**WHAT YOU NEED TO DO:** Rewrite as a numbered list the records from the line with "Given the photo above, point to the deck" up to and including the line with "Target: blue poker chip", leaving out blank lines.

START ENTRIES SHOWN

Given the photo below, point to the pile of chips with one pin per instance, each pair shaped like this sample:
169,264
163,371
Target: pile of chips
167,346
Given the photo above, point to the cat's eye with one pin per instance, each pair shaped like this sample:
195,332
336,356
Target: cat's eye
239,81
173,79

END ENTRIES SHOWN
START ENTRIES SHOWN

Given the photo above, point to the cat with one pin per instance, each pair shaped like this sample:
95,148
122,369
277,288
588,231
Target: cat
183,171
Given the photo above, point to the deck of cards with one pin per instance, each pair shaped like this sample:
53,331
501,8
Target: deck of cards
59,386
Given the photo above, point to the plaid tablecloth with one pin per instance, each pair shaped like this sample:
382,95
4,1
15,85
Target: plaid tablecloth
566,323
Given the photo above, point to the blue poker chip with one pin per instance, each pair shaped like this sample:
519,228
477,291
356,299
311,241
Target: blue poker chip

END ENTRIES SHOWN

**RESPONSE TO THE EXERCISE:**
1. Given the photo above, point to the deck of cards with one pin per instance, each pair shaped like this sample:
2. 53,331
3. 501,8
4. Target: deck of cards
5. 59,386
6. Given the photo above, point to the plaid tablecloth with one pin per instance, each pair shaped like this sample:
7. 382,95
8. 4,1
9. 15,85
10. Target: plaid tablecloth
11. 566,323
12. Given the photo above, point to the blue poker chip with one pin per instance, each pair shaped like this sample:
13. 519,228
14. 477,291
15. 356,299
16. 311,241
17. Target: blue poker chip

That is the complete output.